*** Extract provided Section Begins ***

Legal Aid is providing Duke students the opportunity to take part in this effort. Under the supervision of a Legal Aid attorney, students will provide advice and counsel to Legal Aid clients over the phone. Cases involve four possible areas of law: consumer, employment, expunction and landlord/tenant law. Prior legal knowledge of these issues is not required.
Students will interview clients about the facts of the client's case, then research the issue presented and prepare appropriate advice. After the supervising attorney approves the advice, students will advise the client. Relevant statutes and regulations will be provided to participating students to narrow down the research process. Each case can be completed in less than 3 hours from start to finish.
This is a perfect opportunity to improve effective interviewing and advising skills, while also helping very low-income individuals who would not likely get the advice they need otherwise.
- Duration: fall and spring semesters
- Training Requirement: <2 hours
- Time Commitment: minimum of one case (~3 hours)
The Lyme Disease Advocacy Project focuses on advocating for legislative change, increased funding, better education, and the prevention of Lyme and tick-borne disease. There are a multitude of unique structural issues surrounding Lyme and tick-borne disease and many people struggle to receive unemployment and disability benefits, or even qualify for insurance coverage.
Students will work with Lyme disease non-profits to conduct research around these issues, write memos with their findings, draft legislative and advocacy pieces surrounding Lyme disease, and assist with educational programs. This project will be great experience for anyone interested in health law, public policy, government, unemployment and disability law, or anyone who wants to make a difference for a very common and misunderstood disease.
- Duration: fall and spring semesters
- Training Requirement: project dependent
- Time Commitment: project dependent
Veterans Assistance Project (VAP) students work with legal service nonprofits, including Swords to Plowshares and Legal Aid of North Carolina, as well as pro bono attorneys, to assist indigent veterans in two specific areas of veterans law: discharge upgrades and Department of Veterans Affairs benefits claims. This is a great opportunity to interact directly with clients. At a minimum, students conduct client interviews and draft memos to their supervising attorney. Students may also sit in on client meetings and help draft legal briefs.

*** Extract provided Section Ends ***

• What you need to do: Can you extend the above description of Duke student pro bono projects, picking up right after its final sentence?

*** Supplied records Section Begins ***

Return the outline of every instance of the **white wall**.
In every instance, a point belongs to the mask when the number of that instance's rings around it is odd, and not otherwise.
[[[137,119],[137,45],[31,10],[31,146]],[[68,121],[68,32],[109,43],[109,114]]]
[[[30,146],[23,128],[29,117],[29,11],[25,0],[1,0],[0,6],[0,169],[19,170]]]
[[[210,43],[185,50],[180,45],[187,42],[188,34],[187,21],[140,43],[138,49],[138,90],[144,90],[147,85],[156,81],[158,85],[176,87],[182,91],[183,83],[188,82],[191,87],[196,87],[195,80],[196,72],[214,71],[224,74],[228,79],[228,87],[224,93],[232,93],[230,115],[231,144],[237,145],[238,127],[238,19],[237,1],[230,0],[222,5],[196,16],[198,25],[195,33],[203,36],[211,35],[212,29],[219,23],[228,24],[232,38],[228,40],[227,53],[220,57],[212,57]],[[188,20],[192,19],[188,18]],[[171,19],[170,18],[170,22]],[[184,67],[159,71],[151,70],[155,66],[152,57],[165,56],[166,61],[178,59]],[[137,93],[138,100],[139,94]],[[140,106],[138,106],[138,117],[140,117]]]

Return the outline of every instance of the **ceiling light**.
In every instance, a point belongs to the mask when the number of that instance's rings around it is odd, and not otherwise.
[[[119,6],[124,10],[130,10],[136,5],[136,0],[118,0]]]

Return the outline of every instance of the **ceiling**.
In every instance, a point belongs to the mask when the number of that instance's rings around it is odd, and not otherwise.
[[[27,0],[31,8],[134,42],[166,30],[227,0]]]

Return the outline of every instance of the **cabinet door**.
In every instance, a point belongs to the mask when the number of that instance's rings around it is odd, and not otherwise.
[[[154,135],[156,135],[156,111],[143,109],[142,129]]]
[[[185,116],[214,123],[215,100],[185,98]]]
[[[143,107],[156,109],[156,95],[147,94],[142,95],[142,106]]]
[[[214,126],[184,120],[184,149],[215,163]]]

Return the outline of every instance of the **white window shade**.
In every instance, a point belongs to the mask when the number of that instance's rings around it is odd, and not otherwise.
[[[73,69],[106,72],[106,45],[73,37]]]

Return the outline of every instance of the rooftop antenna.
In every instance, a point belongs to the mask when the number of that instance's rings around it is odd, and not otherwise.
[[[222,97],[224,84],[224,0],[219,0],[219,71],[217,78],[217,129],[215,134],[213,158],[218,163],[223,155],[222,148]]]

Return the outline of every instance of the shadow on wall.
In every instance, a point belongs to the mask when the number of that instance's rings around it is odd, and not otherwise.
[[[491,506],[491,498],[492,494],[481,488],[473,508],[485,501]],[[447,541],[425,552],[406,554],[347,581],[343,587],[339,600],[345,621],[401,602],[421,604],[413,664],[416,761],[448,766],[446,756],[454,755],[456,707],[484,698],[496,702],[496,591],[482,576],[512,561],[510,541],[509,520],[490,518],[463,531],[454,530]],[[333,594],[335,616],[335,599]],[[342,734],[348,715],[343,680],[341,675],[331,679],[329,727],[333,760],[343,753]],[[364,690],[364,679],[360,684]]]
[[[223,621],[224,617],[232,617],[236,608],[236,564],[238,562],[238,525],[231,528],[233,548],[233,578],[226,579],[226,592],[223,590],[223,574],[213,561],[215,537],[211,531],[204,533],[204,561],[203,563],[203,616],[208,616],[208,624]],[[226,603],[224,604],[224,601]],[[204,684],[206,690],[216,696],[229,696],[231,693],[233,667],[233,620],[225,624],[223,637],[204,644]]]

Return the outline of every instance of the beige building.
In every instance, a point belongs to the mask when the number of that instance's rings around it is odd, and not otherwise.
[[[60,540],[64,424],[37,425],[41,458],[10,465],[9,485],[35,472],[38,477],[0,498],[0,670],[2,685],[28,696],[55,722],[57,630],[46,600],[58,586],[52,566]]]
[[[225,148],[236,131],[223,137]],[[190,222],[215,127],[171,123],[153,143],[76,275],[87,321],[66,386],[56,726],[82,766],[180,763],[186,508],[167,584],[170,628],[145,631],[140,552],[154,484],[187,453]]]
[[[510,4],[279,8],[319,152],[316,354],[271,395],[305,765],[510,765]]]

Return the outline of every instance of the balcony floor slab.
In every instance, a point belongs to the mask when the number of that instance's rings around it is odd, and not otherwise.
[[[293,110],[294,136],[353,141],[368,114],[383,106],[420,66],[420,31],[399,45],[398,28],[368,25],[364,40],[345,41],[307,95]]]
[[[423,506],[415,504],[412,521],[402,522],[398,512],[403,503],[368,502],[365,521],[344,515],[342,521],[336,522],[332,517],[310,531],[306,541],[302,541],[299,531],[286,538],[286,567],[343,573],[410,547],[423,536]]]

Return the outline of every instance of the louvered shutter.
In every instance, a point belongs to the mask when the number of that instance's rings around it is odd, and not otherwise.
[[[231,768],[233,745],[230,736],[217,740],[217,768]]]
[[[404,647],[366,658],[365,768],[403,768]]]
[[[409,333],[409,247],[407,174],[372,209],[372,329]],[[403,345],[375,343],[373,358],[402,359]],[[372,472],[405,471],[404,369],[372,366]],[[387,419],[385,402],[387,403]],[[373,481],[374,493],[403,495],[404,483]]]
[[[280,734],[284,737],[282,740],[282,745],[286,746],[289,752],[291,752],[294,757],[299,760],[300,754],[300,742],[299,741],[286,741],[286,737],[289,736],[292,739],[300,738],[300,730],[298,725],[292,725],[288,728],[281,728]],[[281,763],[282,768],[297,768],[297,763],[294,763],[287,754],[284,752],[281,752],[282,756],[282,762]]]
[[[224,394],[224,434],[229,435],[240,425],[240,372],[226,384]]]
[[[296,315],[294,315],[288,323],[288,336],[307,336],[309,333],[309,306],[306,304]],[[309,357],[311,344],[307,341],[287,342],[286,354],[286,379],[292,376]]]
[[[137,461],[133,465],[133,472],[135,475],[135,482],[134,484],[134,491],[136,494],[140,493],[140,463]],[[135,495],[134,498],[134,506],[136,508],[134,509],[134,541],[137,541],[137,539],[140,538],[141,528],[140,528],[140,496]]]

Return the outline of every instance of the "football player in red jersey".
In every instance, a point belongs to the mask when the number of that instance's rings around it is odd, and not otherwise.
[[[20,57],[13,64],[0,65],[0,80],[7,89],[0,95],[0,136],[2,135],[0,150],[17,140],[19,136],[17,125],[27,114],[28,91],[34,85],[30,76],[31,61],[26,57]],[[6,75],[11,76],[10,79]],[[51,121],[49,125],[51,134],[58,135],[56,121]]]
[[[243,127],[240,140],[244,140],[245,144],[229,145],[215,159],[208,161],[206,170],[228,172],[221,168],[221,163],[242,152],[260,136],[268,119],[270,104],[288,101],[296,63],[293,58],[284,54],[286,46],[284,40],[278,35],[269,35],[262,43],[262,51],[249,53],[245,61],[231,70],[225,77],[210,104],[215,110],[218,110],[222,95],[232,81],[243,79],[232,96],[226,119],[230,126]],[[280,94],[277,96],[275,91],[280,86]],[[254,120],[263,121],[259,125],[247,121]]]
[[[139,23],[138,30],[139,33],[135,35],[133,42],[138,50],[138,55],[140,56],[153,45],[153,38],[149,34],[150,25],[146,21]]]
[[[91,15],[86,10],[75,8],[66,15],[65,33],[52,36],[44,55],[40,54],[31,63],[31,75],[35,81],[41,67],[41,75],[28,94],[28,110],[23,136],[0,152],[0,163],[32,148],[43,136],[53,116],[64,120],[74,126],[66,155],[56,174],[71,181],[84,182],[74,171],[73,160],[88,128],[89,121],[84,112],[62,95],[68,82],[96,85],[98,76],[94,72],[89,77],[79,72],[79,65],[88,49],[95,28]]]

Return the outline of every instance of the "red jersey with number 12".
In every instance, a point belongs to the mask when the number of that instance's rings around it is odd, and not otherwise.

*** Supplied records Section Ends ***

• Task result:
- Duration: Training (fall semester); Casework (fall and spring semesters)
- Training Requirement: ~4 hours (in-person or pre-recorded video)
- Time Commitment: 3-9+ hours/case
Individual Pro Bono Projects are direct placements with non-profit legal service organizations, government agencies, and private firms engaged in pro bono practice. Students in the past have gained experience in a wide variety of pro bono practice areas including arts and intellectual property, domestic violence, and employment law. Students may also create their own individual project to help address an unmet need.
Semester Break Pro Bono Trips allow Duke Law students to partner with legal services organizations to provide high-impact legal work to underserved areas of North Carolina and across the United States not usually accessible while classes are in session. The Office of Public Interest & Pro Bono organizes trips during the fall and spring semester breaks and provides funding for student participation. Interest meeting dates will be announced at the beginning of each semester along with application information and deadlines. Selected students will be required to attend training prior to the trip.